Natural-language object grounding data:
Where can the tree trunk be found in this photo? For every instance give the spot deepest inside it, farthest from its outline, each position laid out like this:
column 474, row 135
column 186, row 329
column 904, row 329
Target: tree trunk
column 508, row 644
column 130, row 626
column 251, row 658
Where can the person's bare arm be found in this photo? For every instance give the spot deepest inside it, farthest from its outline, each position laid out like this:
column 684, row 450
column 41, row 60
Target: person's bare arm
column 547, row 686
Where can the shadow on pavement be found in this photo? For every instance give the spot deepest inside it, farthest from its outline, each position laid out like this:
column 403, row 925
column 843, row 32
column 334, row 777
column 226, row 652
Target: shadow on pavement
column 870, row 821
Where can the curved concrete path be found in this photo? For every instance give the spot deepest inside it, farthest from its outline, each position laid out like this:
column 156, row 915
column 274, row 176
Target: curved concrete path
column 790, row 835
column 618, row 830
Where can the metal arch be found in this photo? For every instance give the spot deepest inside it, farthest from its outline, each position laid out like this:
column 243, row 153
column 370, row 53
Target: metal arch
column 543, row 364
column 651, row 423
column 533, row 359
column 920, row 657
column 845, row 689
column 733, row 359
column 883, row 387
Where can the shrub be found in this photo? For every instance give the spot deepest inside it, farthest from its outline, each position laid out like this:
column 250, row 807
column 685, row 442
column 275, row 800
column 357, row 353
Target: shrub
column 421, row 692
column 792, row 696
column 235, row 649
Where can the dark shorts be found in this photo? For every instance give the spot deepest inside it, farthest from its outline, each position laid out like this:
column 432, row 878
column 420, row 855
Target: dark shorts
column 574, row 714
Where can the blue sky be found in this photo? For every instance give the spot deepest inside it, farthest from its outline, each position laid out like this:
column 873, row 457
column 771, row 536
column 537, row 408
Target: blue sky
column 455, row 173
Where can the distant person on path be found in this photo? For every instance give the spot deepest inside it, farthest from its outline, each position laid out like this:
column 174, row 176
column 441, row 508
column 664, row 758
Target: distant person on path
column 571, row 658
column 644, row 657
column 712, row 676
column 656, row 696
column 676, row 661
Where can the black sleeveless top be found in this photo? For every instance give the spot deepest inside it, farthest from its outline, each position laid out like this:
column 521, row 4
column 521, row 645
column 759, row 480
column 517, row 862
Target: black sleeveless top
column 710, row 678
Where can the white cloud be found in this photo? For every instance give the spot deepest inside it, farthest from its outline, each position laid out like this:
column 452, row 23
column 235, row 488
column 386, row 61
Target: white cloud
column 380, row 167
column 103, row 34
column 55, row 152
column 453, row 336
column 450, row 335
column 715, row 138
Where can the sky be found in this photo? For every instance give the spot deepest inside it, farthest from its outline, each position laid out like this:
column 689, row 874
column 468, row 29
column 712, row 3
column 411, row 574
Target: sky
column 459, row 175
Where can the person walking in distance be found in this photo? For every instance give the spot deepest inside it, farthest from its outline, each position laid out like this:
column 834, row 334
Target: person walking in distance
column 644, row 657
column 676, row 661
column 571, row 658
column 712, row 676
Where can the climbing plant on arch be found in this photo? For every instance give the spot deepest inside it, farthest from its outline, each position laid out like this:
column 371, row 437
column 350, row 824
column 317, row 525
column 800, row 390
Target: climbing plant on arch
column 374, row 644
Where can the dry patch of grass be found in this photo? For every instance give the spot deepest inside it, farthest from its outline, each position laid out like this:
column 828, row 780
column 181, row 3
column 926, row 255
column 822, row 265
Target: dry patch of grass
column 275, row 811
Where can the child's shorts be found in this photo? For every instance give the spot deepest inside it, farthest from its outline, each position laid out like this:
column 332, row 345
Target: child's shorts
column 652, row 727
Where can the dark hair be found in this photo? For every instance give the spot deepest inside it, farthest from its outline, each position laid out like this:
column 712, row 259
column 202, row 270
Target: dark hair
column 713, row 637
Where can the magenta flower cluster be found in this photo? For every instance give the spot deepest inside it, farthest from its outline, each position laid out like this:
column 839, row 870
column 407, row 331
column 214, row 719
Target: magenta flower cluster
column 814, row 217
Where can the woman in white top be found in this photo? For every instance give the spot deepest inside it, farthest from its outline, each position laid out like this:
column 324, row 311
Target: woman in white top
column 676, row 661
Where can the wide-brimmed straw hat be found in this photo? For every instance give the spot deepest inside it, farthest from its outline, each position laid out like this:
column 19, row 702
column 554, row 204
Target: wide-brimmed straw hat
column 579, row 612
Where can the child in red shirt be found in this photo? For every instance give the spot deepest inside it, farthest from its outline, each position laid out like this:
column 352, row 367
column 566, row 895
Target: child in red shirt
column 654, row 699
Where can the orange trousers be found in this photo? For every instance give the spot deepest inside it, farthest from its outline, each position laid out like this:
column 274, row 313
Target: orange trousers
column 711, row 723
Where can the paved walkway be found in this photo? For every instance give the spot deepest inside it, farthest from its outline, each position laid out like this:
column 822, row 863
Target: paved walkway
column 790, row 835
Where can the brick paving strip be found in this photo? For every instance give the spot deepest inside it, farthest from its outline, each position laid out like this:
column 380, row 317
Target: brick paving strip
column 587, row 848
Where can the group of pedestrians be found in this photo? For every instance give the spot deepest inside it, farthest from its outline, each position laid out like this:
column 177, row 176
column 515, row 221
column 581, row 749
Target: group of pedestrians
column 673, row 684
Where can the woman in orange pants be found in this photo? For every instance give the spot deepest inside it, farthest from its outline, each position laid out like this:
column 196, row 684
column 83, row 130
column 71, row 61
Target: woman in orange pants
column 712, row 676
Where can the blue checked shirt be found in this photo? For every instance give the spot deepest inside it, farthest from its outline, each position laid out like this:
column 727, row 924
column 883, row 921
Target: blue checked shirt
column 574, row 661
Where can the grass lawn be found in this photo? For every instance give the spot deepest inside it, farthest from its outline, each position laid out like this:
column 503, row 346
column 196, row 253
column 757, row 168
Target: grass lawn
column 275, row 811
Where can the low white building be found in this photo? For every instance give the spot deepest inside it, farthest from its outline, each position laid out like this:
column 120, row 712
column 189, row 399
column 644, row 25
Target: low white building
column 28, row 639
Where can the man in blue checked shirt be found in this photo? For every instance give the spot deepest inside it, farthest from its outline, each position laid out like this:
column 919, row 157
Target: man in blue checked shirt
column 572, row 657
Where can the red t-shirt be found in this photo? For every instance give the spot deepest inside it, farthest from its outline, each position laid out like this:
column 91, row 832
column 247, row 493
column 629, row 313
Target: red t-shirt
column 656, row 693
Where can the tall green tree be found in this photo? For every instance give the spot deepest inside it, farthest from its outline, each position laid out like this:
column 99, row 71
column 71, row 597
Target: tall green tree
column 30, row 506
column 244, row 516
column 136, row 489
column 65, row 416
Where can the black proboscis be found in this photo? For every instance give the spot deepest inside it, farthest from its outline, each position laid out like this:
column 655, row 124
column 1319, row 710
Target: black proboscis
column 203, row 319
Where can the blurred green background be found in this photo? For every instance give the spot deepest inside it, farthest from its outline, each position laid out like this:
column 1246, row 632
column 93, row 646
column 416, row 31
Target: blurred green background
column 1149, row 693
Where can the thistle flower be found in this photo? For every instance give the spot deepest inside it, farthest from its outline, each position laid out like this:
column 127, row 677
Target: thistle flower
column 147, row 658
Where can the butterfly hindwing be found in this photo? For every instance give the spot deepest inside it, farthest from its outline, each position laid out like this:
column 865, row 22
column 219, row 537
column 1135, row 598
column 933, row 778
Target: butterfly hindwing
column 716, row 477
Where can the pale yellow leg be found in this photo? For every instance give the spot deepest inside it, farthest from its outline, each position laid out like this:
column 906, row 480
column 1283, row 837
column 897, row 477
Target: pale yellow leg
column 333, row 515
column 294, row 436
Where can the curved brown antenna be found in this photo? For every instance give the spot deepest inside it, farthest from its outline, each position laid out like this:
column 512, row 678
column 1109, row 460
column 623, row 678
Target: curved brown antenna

_Exercise requirements:_ Where in the records does the string "brown" appear? Copy every line that has it.

_Output of the task:_
Where can the curved brown antenna be found in this photo? For every instance give the spot deepest inside it, farthest from its outline, each position laid out like this:
Target: curved brown antenna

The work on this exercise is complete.